▶ [Text passage]:
%%
But (fg)' = f'g + fg', so \int_a^b f'(x)g(x)\,dx + \int_a^b f(x)g'(x)\,dx = f(b)g(b) - f(a)g(a).

Solving for \int_a^b f(x)g'(x)\,dx gives the stated formula. \square

Indefinite form. For antiderivatives, the formula becomes \int f(x)g'(x)\,dx = f(x)g(x) - \int f'(x)g(x)\,dx.

Strategy. The formula exchanges \int fg' for fg - \int f'g. For this to simplify the problem, we require:

  1. g' integrates easily (yielding g)

  2. f simplifies upon differentiation (yielding a simpler f')

Functions that simplify upon differentiation include logarithms, inverse trigonometric functions, and polynomials. Functions that integrate easily include exponentials, trigonometric functions, and powers.

11.3.2 Iterated Application

Integration by parts may be applied repeatedly when necessary. Each application reduces one factor (typically a polynomial degree or an inverse function) at the cost of potentially increasing another factor. The process terminates when one factor vanishes or when the integral becomes elementary.

Example 11.4 (Iterated Integration by Parts) For \int x^2 e^x\,dx, set f(x) = x^2, g'(x) = e^x. Then f'(x) = 2x, g(x) = e^x, giving \int x^2 e^x\,dx = x^2 e^x - \int 2x e^x\,dx = x^2 e^x - 2\int x e^x\,dx.

Apply parts again to \int xe^x\,dx with f(x) = x, g'(x) = e^x \int x e^x\,dx = xe^x - \int e^x\,dx = xe^x - e^x.

Substituting back \int x^2 e^x\,dx = x^2 e^x - 2(xe^x - e^x) + C = e^x(x^2 - 2x + 2) + C.

11.3.3 Reduction Formulas

Repeated application of integration by parts yields reduction formulas that express an integral involving a parameter n in terms of a similar integral with parameter n-1. Induction then produces a closed form.

Theorem 11.3 (Reduction Formula for \int x^n e^x\,dx) For n \in \mathbb{N}, \int x^n e^x\,dx = x^n e^x - n\int x^{n-1} e^x\,dx.

Set f(x) = x^n, g'(x) = e^x. Then f'(x) = nx^{n-1}, g(x) = e^x. Applying Theorem 11.2 \int x^n e^x\,dx = x^n e^x - \int nx^{n-1} e^x\,dx = x^n e^x - n\int x^{n-1}e^x\,dx. \quad \square

Corollary 11.1 Applying the reduction formula repeatedly \int x^n e^x\,dx = e^x \sum_{k=0}^{n} (-1)^{n-k} \frac{n!}{k!} x^k + C.

Base case (n=0). \int e^x\,dx = e^x + C, matching the formula.

Inductive step. Assume the formula holds for n-1. Then \int x^{n-1}e^x\,dx = e^x \sum_{k=0}^{n-1} (-1)^{n-1-k}\frac{(n-1)!}{k!}x^k + C.
%%
▶ [Problem to solve]: Summarize the integration by parts text in two sentences.

▶ [Entries]:
%%
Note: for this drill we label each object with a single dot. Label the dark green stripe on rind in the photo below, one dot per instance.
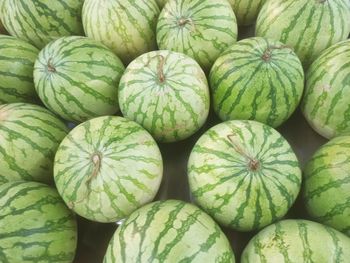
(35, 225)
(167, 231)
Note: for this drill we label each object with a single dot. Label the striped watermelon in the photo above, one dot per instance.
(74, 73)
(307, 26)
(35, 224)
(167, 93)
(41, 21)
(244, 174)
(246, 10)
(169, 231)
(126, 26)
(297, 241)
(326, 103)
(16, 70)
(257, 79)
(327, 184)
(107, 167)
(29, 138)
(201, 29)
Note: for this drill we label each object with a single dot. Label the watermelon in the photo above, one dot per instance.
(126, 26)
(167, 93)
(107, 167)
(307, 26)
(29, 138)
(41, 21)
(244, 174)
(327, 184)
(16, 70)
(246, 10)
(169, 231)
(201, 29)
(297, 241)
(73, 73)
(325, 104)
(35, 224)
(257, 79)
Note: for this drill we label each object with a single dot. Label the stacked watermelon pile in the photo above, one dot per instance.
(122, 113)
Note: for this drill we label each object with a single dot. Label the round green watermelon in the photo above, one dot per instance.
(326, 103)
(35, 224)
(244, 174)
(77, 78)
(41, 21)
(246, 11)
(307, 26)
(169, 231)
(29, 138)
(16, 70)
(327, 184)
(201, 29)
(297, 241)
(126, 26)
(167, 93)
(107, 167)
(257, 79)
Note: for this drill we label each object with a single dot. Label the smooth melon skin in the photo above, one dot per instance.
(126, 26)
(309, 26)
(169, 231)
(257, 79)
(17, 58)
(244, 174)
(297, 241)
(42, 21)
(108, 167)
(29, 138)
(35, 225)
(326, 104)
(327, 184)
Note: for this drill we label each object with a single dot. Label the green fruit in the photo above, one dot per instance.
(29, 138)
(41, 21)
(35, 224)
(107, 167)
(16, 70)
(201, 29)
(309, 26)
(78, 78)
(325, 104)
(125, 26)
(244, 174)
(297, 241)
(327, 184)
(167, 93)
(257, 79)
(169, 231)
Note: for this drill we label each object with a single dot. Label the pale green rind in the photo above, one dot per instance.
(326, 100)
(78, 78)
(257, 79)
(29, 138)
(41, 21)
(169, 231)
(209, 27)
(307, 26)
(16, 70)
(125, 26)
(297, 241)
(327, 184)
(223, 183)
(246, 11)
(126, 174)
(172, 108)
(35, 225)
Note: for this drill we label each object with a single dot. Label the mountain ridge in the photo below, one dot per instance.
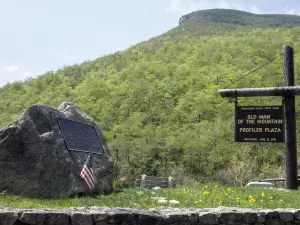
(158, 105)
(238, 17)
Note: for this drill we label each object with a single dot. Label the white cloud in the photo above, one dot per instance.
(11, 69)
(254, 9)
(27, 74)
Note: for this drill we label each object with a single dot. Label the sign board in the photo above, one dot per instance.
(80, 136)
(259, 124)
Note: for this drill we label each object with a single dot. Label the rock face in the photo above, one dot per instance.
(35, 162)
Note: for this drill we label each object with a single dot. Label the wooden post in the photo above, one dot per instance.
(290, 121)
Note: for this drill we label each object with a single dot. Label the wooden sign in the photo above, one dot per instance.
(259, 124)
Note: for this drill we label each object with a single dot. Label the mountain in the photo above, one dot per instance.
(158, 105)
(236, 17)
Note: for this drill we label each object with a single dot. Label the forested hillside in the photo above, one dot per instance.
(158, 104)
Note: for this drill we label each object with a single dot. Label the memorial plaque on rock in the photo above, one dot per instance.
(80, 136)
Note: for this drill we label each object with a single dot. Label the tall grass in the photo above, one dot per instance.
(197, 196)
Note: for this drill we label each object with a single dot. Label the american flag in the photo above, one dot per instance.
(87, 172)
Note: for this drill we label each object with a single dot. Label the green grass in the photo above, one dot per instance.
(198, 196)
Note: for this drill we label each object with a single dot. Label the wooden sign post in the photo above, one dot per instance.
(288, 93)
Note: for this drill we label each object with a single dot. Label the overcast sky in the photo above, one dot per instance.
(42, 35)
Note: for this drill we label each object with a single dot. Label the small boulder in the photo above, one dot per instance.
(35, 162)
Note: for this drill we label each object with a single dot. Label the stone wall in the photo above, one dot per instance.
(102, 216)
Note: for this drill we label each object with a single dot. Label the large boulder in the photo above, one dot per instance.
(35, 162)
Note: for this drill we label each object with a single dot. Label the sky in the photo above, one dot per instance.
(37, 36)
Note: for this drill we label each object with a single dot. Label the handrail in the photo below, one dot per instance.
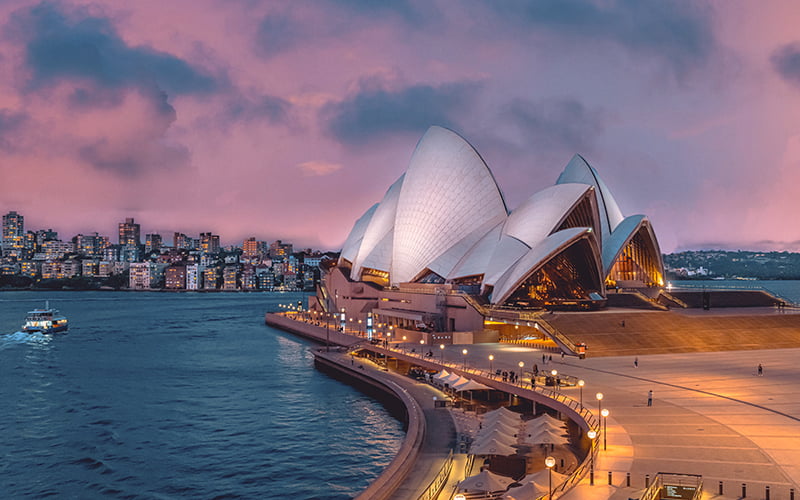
%%
▶ [Output of the exercise]: The text completes a proof of the integration by parts formula, gives its indefinite form, and explains that the method helps when g' integrates easily and f becomes simpler after differentiation. It then applies the method twice to find ∫x²eˣ dx = eˣ(x² − 2x + 2) + C, derives the reduction formula ∫xⁿeˣ dx = xⁿeˣ − n∫xⁿ⁻¹eˣ dx, and begins an induction proof of a closed form for that integral.